Regina Lamisi Awiniman Anabilla Akuka (born  1986) also known by the stage name Lamisi is a Ghanaian singer, songwriter and performer from the Upper East Region

Early life
Lamisi attended St. Peter's Methodist JSS for her basic education. She then proceeded to Ashaiman Senior High School for her senior high school education. She moved to University of Professional Studies for her Bachelor of Science degree in Marketing and then proceeded to the University of Ghana for her Master of Philosophy in Dance Education.

Career
Lamisi started her singing career as a lead singer for The Patch Bay Band performing throughout Ghana. Lamisi's musical talent was inspired by listening to Miriam Makeba, Aretha Franklin, Chaka Khan, Angelique Kidjo and many other musicians. Her versatile voice has taken her to a credible level giving her the opportunity to work and collaborate with musicians of international renown (in the Studios and on stages) like Rocky Dawuni, Stonebwoy, Sarkodie, Samini, Amandzeba, Atongo Zimba, Becca, Afro Moses, Patoranking from Nigeria and Lady May from Namibia.

[Annotated coordinate lines]
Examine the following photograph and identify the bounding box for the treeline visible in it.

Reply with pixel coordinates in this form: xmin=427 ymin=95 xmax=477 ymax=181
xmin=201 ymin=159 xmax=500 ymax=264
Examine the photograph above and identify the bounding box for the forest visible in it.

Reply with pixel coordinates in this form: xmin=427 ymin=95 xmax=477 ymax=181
...
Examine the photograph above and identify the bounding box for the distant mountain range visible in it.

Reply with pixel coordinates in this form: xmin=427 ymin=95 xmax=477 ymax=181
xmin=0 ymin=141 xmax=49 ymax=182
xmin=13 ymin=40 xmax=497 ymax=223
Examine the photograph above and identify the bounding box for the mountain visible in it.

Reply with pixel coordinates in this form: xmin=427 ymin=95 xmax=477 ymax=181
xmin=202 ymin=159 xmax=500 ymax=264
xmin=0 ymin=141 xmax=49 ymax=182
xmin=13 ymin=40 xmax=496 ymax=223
---
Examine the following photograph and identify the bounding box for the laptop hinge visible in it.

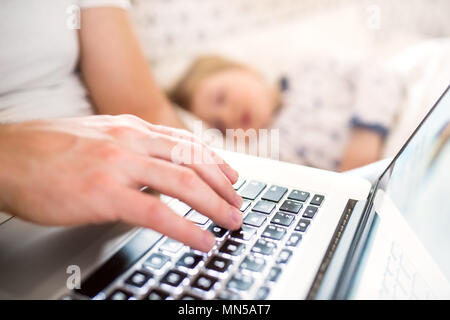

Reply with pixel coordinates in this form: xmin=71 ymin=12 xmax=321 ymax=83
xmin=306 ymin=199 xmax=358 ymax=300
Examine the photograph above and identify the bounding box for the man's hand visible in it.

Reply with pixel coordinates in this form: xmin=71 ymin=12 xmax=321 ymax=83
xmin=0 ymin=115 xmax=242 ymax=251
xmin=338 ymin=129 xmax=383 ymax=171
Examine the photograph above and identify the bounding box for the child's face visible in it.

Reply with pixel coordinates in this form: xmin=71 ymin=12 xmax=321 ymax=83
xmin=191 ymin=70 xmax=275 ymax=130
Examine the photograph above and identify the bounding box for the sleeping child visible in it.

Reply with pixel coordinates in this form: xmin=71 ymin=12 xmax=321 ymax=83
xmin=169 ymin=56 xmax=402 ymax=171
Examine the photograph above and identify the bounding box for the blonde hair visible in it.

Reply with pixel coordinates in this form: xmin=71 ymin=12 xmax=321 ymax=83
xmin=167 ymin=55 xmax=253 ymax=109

- _WHAT YOU NEED TO DO_
[1] Copy the part of the Lamisi biography starting with "Regina Lamisi Awiniman" and going on through "in Dance Education.".
[2] State whether each statement agrees with the Lamisi biography, answering yes or no and quoting the words that decide it: (a) Lamisi earned a Master of Philosophy in Dance Education at the University of Ghana. (b) Lamisi received her basic education at Ashaiman Senior High School. (c) Lady May is from Nigeria.
None of the lines above are needed here.

- _EXERCISE RESPONSES_
[1]
Regina Lamisi Awiniman Anabilla Akuka (born  1986) also known by the stage name Lamisi is a Ghanaian singer, songwriter and performer from the Upper East Region

Early life
Lamisi attended St. Peter's Methodist JSS for her basic education. She then proceeded to Ashaiman Senior High School for her senior high school education. She moved to University of Professional Studies for her Bachelor of Science degree in Marketing and then proceeded to the University of Ghana for her Master of Philosophy in Dance Education.

[2]
(a) Yes: "proceeded to the University of Ghana for her Master of Philosophy in Dance Education"
(b) No: "Lamisi attended St. Peter's Methodist JSS for her basic education"
(c) No: "Lady May from Namibia"